Write the material out again, line by line, exactly as it is.

Supplied entries:
----

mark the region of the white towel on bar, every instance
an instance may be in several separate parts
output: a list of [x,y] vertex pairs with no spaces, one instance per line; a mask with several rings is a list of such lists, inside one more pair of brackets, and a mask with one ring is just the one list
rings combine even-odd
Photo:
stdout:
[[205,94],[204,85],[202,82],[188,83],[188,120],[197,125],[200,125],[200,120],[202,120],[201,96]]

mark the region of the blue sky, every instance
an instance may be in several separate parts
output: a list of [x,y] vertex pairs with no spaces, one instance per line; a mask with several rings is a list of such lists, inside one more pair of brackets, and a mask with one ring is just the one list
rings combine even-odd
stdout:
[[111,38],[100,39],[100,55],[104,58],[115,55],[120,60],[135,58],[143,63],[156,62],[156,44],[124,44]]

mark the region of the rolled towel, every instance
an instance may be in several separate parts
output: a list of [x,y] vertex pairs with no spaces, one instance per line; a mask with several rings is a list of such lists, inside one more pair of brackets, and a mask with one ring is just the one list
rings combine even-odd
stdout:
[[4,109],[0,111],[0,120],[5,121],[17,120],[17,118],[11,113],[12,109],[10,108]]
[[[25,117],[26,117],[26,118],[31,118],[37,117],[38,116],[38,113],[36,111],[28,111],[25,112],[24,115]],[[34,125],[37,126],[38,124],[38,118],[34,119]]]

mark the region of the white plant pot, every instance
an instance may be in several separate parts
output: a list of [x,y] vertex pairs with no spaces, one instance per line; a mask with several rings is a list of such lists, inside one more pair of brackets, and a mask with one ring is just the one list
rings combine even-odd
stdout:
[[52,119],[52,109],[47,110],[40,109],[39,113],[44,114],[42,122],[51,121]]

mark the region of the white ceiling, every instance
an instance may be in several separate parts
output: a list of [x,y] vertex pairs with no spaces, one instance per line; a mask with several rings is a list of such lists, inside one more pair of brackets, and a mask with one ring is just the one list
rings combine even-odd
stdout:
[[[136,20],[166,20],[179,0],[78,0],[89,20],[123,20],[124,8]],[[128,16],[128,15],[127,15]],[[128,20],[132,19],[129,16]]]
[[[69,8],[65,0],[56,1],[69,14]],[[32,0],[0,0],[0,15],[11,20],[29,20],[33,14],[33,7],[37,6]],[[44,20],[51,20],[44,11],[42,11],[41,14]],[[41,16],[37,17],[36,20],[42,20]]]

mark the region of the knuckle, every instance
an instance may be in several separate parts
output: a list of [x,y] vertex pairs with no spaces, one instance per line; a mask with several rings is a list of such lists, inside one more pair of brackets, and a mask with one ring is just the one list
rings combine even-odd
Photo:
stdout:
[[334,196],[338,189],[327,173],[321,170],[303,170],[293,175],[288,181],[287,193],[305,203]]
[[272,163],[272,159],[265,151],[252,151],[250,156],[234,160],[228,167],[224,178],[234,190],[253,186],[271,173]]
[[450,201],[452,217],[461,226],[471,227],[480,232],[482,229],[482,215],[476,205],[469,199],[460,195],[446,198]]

----

Finished task:
mark the region of the white towel on bar, every instance
an instance may be in several separate parts
output: a list of [x,y] vertex pairs with no spaces, one instance per line; a mask with several rings is a list of such lists, inside one more pair of brackets, and a mask with one ring is just the one list
rings combine even-odd
Photo:
stdout:
[[205,94],[204,85],[202,82],[188,83],[188,120],[197,125],[200,125],[200,120],[202,120],[201,96]]

mark the region of the blue sky, every instance
an instance may be in several separate parts
output: a list of [x,y] vertex pairs with no spaces, one instance per line; a mask with several rings is a list of such lists, inside one more pair of brackets, and a mask with one ring is just the one list
rings combine even-odd
stdout:
[[111,38],[100,39],[100,55],[104,58],[115,55],[120,60],[135,58],[143,63],[156,62],[156,44],[124,44]]

mark the region of the rolled towel, every instance
an instance may be in several separate parts
output: a list of [x,y] vertex pairs with no spaces, one instance per line; a mask with several rings is a list of such lists, inside one more pair of brackets, and a mask with one ring is just the one list
rings combine even-odd
stdout:
[[4,109],[0,111],[0,120],[5,121],[17,120],[17,118],[11,113],[12,109],[10,108]]
[[[25,117],[26,117],[26,118],[31,118],[37,117],[38,116],[38,113],[36,111],[28,111],[25,112],[24,115]],[[34,125],[37,126],[38,124],[38,118],[34,119]]]

mark the region of the white plant pot, every instance
an instance may be in several separate parts
output: a list of [x,y] vertex pairs with no spaces, one instance per line; a mask with several rings is a list of such lists, inside one more pair of brackets, and a mask with one ring is just the one list
rings combine even-odd
stdout:
[[52,119],[52,109],[47,110],[40,109],[39,113],[44,114],[42,122],[51,121]]

mark the region of the white ceiling, every instance
an instance may be in several separate parts
output: a list of [x,y] vertex pairs with no spaces, one instance per line; a mask with several rings is a list of such lists, inside one more pair of brackets, and a mask with one ring is just the one list
rings combine even-odd
stdout:
[[[136,20],[166,20],[179,0],[78,0],[89,20],[123,20],[124,8]],[[128,16],[128,15],[127,15]],[[128,20],[132,19],[129,16]]]
[[[69,8],[65,0],[56,1],[69,14]],[[32,0],[0,0],[0,15],[11,20],[29,20],[33,14],[33,7],[37,6]],[[44,20],[51,20],[44,11],[42,11],[41,14]],[[41,16],[37,17],[36,20],[42,20]]]

mark the region of the knuckle, every instance
an instance may be in several separate parts
output: a list of [x,y] vertex pairs with no spaces, one instance per line; a mask with several rings is a list of such lists, inside one more pair of brackets, and a mask with one ring is just the one list
rings combine even-odd
Photo:
stdout:
[[334,196],[338,189],[327,173],[321,170],[303,170],[293,175],[288,181],[287,193],[305,203]]
[[272,163],[272,159],[265,151],[252,151],[250,156],[234,160],[228,167],[224,178],[234,190],[253,186],[271,173]]
[[450,201],[452,217],[461,226],[471,227],[480,232],[482,229],[482,215],[476,205],[469,199],[460,195],[446,198]]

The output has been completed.